> ASSIGNMENT
From the entries below, retype only the lines from the one with "the shrub, one" through the one with "on the tree", exactly as written.

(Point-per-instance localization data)
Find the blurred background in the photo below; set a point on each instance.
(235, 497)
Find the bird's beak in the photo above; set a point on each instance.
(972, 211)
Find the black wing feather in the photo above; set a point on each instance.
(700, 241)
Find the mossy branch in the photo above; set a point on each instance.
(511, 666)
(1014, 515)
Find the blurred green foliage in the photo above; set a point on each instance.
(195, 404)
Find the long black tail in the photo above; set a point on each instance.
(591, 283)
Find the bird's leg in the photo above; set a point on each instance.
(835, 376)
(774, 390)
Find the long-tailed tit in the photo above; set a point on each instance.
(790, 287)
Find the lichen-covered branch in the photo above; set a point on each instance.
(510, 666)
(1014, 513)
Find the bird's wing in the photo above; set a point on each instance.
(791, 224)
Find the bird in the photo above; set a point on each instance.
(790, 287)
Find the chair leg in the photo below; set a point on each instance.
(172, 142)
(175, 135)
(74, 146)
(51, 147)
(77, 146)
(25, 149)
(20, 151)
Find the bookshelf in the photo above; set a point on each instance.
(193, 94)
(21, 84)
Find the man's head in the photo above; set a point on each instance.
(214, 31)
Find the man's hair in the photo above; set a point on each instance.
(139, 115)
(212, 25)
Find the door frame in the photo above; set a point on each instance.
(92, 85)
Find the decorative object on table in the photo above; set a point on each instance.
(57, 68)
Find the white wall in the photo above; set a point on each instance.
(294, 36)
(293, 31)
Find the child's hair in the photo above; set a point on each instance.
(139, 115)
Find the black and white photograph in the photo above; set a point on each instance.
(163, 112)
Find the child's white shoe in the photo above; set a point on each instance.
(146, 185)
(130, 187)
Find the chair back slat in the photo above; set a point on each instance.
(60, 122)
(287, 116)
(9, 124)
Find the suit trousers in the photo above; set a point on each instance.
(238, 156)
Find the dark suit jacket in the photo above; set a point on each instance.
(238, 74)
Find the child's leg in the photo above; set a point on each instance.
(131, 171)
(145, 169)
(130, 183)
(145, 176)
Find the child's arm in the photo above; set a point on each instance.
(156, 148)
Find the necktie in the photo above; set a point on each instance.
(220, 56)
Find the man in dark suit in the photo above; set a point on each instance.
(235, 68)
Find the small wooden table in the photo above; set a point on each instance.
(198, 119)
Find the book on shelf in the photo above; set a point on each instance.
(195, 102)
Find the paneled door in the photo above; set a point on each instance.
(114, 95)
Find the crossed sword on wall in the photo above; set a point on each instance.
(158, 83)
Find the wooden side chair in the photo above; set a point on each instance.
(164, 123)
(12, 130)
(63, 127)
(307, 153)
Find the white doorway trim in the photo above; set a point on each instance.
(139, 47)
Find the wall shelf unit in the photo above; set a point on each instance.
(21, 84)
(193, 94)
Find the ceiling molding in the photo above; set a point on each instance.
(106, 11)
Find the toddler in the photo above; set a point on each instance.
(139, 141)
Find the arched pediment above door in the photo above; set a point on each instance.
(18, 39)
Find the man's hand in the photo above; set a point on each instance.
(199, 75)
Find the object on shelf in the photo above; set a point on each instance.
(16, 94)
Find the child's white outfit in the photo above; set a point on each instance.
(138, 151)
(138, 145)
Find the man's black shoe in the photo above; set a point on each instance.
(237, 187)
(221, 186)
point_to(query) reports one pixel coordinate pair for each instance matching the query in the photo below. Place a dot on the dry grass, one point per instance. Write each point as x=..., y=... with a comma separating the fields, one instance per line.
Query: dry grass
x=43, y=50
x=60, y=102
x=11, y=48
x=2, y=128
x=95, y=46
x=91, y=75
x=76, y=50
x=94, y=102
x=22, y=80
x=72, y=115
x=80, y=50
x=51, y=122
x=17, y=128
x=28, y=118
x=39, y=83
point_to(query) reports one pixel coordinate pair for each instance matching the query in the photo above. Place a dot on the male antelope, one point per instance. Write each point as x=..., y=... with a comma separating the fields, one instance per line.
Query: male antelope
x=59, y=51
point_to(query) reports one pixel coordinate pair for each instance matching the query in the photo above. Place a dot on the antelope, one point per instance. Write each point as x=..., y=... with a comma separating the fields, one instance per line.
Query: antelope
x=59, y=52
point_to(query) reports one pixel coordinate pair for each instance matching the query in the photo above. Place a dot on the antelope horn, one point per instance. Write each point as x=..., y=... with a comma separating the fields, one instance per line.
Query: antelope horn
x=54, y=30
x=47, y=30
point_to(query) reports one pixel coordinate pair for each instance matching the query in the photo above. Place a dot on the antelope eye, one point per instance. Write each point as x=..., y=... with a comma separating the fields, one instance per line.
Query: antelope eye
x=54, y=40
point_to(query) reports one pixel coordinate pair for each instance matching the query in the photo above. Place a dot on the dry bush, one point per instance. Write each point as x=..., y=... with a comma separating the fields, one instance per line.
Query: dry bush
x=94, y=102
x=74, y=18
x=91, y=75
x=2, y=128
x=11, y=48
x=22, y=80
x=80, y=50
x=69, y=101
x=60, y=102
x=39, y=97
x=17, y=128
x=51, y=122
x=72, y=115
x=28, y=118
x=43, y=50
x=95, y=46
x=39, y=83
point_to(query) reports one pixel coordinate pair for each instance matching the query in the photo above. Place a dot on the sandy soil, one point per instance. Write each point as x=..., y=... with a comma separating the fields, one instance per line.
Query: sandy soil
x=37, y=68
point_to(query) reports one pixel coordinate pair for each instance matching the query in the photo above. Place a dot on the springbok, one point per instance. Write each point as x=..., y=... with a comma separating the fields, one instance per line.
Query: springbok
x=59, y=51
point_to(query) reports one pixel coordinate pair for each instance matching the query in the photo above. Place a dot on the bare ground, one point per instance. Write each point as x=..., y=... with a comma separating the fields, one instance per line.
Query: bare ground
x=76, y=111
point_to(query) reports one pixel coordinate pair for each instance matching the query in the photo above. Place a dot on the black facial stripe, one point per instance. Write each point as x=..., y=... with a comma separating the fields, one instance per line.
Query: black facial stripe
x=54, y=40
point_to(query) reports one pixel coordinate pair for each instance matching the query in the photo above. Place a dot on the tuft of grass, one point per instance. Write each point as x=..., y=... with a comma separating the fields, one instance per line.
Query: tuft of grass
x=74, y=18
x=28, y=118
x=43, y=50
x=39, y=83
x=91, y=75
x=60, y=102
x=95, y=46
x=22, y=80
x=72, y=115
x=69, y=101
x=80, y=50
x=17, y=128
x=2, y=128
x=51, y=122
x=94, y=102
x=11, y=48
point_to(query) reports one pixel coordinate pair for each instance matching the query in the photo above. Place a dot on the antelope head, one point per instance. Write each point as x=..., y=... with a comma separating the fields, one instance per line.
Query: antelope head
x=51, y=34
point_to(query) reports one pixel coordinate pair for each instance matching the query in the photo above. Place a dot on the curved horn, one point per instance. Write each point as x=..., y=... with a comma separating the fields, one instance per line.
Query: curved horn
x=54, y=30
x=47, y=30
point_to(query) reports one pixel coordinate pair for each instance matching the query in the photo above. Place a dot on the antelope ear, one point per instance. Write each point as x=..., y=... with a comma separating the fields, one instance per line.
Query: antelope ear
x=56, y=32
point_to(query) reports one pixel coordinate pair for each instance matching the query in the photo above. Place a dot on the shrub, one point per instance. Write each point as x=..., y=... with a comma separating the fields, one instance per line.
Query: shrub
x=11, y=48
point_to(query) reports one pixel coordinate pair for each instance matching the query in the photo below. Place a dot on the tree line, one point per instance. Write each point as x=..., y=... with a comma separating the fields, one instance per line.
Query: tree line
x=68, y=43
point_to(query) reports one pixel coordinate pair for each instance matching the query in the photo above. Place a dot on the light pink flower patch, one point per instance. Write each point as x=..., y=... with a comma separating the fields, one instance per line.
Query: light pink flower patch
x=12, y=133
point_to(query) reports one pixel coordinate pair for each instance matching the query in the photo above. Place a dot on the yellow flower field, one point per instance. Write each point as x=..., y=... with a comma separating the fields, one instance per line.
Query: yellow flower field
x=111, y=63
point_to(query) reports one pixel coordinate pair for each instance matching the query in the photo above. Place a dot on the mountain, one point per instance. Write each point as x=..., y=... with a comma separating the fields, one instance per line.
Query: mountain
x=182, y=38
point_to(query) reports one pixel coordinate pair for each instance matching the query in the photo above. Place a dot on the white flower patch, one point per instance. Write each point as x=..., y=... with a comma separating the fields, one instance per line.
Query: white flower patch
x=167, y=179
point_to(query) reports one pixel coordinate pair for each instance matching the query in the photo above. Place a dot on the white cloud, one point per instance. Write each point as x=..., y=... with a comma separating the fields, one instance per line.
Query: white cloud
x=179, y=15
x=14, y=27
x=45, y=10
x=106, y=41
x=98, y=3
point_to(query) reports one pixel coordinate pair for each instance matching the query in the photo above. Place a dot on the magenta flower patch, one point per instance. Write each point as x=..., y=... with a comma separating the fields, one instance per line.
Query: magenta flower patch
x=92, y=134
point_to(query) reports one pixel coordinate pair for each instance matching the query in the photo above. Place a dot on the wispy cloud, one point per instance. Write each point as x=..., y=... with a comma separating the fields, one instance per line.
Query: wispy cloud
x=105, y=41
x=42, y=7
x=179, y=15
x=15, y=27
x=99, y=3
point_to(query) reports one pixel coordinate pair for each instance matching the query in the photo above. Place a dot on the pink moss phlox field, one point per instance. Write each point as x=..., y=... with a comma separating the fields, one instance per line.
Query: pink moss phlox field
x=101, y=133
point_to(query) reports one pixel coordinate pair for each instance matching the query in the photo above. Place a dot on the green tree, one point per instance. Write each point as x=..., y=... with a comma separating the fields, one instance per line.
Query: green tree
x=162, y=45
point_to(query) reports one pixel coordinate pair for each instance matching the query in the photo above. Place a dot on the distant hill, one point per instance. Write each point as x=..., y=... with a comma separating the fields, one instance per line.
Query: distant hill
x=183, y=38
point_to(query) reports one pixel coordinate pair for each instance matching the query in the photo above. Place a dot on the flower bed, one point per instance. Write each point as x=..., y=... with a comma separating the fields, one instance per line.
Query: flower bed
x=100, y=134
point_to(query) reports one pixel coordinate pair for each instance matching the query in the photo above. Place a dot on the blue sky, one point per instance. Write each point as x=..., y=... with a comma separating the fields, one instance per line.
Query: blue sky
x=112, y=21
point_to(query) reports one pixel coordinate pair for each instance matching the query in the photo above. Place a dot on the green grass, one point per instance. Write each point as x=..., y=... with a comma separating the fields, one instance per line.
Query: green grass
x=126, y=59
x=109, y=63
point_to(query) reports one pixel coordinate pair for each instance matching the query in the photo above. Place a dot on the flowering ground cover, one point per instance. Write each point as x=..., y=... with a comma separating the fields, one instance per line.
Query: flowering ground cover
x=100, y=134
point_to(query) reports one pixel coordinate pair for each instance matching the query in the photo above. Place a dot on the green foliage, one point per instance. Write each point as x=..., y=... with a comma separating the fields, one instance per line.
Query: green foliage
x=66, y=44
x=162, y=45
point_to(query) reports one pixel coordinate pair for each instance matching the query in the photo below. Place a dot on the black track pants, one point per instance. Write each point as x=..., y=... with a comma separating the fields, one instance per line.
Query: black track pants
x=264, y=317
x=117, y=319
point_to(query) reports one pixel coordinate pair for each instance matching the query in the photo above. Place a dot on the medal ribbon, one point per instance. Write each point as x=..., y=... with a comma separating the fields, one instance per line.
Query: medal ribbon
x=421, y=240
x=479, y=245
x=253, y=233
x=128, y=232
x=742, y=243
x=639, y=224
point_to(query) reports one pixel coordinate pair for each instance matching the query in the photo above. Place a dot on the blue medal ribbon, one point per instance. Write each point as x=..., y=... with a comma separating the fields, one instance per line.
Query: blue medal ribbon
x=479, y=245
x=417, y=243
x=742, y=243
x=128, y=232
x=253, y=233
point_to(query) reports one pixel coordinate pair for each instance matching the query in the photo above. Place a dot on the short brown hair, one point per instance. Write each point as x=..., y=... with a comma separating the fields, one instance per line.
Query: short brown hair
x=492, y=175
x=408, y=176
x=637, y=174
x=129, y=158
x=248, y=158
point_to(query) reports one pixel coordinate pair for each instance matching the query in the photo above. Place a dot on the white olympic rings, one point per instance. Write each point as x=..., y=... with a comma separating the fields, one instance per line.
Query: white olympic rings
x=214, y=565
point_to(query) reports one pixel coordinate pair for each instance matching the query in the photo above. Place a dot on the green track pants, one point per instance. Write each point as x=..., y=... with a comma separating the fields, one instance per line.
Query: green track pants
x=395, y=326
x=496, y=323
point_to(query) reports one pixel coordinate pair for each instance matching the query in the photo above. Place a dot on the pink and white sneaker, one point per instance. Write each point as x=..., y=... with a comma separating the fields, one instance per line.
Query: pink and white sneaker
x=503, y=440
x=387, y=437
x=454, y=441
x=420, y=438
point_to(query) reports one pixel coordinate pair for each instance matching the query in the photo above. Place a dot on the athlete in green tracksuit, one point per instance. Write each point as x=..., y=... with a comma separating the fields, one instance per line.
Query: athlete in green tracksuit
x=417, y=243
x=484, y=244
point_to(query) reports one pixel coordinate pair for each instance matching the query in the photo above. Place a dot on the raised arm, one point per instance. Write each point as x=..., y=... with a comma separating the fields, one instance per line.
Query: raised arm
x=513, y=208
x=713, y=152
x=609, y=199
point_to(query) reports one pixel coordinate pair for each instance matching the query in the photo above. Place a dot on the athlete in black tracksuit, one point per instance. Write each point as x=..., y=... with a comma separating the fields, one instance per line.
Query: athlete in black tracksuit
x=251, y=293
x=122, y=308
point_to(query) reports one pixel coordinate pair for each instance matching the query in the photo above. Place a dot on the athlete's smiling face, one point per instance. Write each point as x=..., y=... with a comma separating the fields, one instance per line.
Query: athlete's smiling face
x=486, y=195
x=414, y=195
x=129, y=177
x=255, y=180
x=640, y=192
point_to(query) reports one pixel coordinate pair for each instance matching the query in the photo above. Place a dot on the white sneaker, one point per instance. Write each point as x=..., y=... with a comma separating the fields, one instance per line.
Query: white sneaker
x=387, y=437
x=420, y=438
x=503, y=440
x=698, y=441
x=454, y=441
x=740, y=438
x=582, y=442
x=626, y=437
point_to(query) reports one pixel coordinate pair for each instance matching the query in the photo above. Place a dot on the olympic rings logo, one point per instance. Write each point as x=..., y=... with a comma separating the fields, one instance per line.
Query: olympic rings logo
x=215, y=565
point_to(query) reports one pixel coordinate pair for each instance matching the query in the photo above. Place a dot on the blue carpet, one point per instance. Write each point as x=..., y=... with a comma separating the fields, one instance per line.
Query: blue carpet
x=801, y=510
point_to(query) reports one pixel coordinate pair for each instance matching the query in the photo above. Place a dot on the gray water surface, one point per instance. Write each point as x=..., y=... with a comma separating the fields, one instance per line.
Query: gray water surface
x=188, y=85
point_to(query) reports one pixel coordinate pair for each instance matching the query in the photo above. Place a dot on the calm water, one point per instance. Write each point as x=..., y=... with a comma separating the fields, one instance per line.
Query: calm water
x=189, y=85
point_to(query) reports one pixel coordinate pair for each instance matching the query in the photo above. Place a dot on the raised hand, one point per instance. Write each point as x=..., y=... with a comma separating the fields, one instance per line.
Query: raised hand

> EXERCISE SOLUTION
point_to(query) reports one pixel coordinate pair for each instance matching the query in the photo above. Place a dot on the shrub, one point per instance. Write each point as x=..., y=... with a comma separating the fields, one instance per line.
Query: shrub
x=11, y=48
point_to(query) reports one pixel coordinate pair for each instance matching the query in the photo below. Place a dot on the tree line, one point per instance. Write each point as x=..., y=... with a comma separating the fields, one instance per line.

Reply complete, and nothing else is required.